Instructions to follow:
Reproduce every one of the items below word for word, without changing or omitting anything.

Data for this task:
──────────────────────────────

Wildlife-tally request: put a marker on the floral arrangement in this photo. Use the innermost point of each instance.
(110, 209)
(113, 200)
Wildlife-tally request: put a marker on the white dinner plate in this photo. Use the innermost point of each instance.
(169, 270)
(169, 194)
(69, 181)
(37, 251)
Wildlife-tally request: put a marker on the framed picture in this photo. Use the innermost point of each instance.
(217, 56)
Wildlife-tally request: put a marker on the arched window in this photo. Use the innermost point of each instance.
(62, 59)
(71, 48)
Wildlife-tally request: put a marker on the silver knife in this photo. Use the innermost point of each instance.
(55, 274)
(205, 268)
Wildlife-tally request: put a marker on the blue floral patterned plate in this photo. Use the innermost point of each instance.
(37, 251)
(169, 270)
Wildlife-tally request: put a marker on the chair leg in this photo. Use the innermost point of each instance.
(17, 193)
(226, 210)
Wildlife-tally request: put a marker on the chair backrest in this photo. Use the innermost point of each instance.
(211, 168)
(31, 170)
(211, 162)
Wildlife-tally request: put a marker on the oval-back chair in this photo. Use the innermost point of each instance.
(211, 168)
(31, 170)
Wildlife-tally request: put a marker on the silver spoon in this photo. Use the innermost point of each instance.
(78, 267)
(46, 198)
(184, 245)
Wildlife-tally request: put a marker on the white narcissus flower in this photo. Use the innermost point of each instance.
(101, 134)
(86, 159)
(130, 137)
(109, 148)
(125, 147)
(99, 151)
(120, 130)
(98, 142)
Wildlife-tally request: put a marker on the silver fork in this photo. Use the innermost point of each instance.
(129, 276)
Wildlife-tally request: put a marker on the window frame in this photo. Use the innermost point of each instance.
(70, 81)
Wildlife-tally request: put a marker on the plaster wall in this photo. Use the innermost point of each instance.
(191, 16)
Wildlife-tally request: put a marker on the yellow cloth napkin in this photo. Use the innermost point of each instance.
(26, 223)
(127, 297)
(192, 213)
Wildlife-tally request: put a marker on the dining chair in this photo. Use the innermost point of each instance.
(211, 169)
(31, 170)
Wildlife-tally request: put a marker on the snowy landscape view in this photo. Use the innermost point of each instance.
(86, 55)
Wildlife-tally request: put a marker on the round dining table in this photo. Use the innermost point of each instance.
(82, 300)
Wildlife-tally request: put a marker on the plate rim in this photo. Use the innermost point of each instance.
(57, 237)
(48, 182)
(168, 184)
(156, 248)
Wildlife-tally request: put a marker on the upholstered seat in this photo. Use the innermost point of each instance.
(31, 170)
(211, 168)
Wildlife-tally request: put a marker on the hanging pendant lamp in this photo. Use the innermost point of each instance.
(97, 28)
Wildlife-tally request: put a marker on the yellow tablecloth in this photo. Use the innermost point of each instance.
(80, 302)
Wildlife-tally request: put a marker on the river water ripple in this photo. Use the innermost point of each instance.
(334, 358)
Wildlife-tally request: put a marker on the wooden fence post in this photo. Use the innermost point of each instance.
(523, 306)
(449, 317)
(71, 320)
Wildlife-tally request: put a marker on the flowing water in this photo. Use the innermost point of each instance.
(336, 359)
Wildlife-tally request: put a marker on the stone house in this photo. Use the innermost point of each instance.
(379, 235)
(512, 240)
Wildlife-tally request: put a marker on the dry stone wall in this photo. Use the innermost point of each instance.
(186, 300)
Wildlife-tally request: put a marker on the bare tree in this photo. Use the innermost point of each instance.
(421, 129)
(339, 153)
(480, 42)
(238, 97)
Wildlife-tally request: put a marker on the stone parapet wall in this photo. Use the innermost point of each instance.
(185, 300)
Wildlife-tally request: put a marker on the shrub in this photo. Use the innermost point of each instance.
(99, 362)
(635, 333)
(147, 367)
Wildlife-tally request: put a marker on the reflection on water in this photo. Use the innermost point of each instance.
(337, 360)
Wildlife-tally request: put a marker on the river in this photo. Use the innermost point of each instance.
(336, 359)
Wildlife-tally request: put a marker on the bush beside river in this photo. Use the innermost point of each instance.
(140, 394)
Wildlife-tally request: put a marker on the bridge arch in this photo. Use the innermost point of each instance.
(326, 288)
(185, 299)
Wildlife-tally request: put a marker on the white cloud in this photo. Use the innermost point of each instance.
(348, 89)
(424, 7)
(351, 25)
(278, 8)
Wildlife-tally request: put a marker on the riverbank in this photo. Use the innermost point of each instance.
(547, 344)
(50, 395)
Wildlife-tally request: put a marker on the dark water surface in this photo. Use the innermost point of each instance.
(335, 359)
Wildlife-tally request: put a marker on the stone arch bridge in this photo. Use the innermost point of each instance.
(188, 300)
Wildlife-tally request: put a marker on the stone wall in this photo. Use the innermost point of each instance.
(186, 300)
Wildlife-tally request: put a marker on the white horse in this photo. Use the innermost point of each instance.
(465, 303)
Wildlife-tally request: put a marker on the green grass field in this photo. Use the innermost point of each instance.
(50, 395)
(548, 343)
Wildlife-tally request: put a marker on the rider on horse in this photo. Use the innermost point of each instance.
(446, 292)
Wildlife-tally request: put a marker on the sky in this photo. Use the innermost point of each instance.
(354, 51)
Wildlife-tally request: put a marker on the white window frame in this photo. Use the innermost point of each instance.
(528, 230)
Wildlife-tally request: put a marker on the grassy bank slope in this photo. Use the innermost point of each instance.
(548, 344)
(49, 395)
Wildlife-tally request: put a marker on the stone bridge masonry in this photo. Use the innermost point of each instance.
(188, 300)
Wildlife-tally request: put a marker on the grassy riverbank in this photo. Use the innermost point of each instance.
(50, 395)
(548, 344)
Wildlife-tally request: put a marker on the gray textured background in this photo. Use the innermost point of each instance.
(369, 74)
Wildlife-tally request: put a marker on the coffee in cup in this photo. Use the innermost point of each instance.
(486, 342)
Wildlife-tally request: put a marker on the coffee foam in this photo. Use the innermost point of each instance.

──────────────────────────────

The answer:
Wildlife-tally request: put a marker on the floral arrangement in this photo. Use the innermost point of each instance.
(110, 209)
(113, 200)
Wildlife-tally request: put a marker on the white dinner plate in this photo. Use the innermost point of each instance.
(169, 270)
(169, 194)
(69, 181)
(37, 251)
Wildlife-tally request: put a marker on the framed picture in this photo. Use the innermost point of each instance.
(217, 56)
Wildlife-tally request: put a marker on the arched window in this photo. Use the innermost point of each instance.
(62, 59)
(71, 48)
Wildlife-tally request: put a marker on the silver knife in this photo. Use the innermost point of each instance.
(55, 274)
(205, 268)
Wildlife-tally request: put a marker on the blue floral patterned plate in this photo. Use the innermost point of each instance.
(37, 251)
(169, 270)
Wildlife-tally request: put a marker on the chair leg in this photo. Use the innermost point of each instance.
(17, 193)
(226, 210)
Wildlife-tally request: put a marker on the chair backrest in this photo. Use the innermost point of each instance.
(211, 168)
(31, 170)
(211, 162)
Wildlife-tally request: put a marker on the oval-back chair in this photo. Use the innermost point of each instance.
(211, 168)
(31, 170)
Wildlife-tally request: put a marker on the silver spoon in this photo. Use the innermost point of each instance.
(78, 267)
(46, 198)
(184, 245)
Wildlife-tally request: put a marker on the white narcissus flower in this photo. Use the innermost point of each instance.
(101, 134)
(86, 159)
(130, 137)
(109, 148)
(125, 147)
(99, 151)
(120, 130)
(98, 142)
Wildlife-tally request: put a marker on the silver fork in this photo. Use the innermost point of each instance.
(129, 276)
Wildlife-tally request: put a marker on the window frame in this photo. Use the innermost point of each instance.
(70, 81)
Wildlife-tally request: put a marker on the plaster wall in this photo. Use the innermost point of each instance.
(191, 16)
Wildlife-tally request: put a marker on the yellow cloth napkin in this photo. Use the innermost point of each instance.
(26, 223)
(127, 297)
(192, 213)
Wildlife-tally request: put a marker on the dining chair in this photo. Use the innermost point of each instance.
(211, 169)
(31, 170)
Wildlife-tally request: put a marker on the snowy landscape view in this photo. Use the innermost point of each instance.
(86, 55)
Wildlife-tally request: put a marker on the round dining table in this photo. Use the innermost point of each instance.
(82, 300)
Wildlife-tally request: put a marker on the plate rim in this photo. Use the innermost point of each instance.
(57, 237)
(48, 182)
(168, 184)
(156, 248)
Wildlife-tally request: put a marker on the upholstered seat in this photo. Use the innermost point of each instance.
(31, 170)
(211, 168)
Wildlife-tally request: put a marker on the hanging pendant lamp in this photo. Use the innermost point of each instance.
(97, 28)
Wildlife-tally request: put a marker on the yellow tablecloth in this photo. Use the innermost point of each instance.
(80, 302)
Wildlife-tally request: put a marker on the river water ripple in this photo. Use the innermost point of each instance.
(334, 358)
Wildlife-tally request: put a marker on the wooden fence post in this photo. Use the innermost point of each instance.
(523, 306)
(449, 317)
(71, 320)
Wildlife-tally request: put a marker on the flowing water in this photo. Use the innermost point of each instance.
(336, 359)
Wildlife-tally request: put a marker on the stone house in this photo. Use the innermost point of each instance.
(379, 235)
(512, 240)
Wildlife-tally request: put a marker on the dry stone wall in this photo. Use the innermost point of each instance.
(186, 300)
Wildlife-tally request: put a marker on the bare tree in this photo. Use the innermost point of each instance.
(421, 129)
(339, 153)
(480, 42)
(238, 97)
Wildlife-tally request: put a marker on the stone parapet wall in this photo. Use the innermost point of each instance.
(185, 300)
Wildlife-tally request: put a marker on the shrub in this photo. Use the innermost point of each instance.
(99, 362)
(635, 333)
(147, 367)
Wildlife-tally request: put a marker on the reflection on water in this photo. Use the innermost point of each instance.
(337, 360)
Wildlife-tally request: put a marker on the river in this photo. Use the innermost point of each instance.
(336, 359)
Wildlife-tally request: put a marker on the bush beside river in this photo. Use the innermost point of each instance.
(140, 394)
Wildlife-tally request: put a marker on the bridge arch in this photo. Use the innermost point of each instance.
(326, 288)
(185, 299)
Wildlife-tally request: put a marker on the white cloud in this photo. Use the innermost point of each instance.
(348, 89)
(424, 7)
(351, 25)
(278, 8)
Wildlife-tally request: put a marker on the riverbank in this photo. Use the innermost point of each instance.
(547, 344)
(50, 395)
Wildlife-tally request: put a marker on the dark water surface in this photo. Use the innermost point of each instance.
(335, 359)
Wildlife-tally request: put a marker on the stone arch bridge in this photo. Use the innermost point of each instance.
(188, 300)
Wildlife-tally request: put a marker on the stone wall in this photo. Use the innermost point of each instance.
(186, 300)
Wildlife-tally request: put a marker on the white horse in this photo. Use the innermost point of each instance.
(465, 303)
Wildlife-tally request: put a marker on the green grass field in this photo. Use the innermost point of each instance.
(50, 395)
(548, 343)
Wildlife-tally request: put a marker on the rider on horse in this photo. Use the innermost point of each instance.
(446, 292)
Wildlife-tally request: put a marker on the sky in this photo. Use the innermost point of each instance.
(354, 51)
Wildlife-tally request: put a marker on the white window frame in this photo. Use the innermost point of each instance.
(528, 230)
Wildlife-tally request: put a marker on the grassy bank slope in this photo. Use the innermost point of each instance.
(548, 344)
(49, 395)
Wildlife-tally request: put a marker on the stone bridge masonry in this photo. Use the innermost point of each instance.
(188, 300)
Wildlife-tally request: put a marker on the grassy riverbank in this photo. Use the innermost point of each instance.
(50, 395)
(548, 344)
Wildlife-tally request: put a marker on the gray textured background in this photo. Use the innermost point of each instance.
(369, 74)
Wildlife-tally request: put a marker on the coffee in cup in this photo. Use the innermost point of each instance.
(486, 342)
Wildlife-tally request: put a marker on the coffee foam in this photo. Use the innermost point of each instance.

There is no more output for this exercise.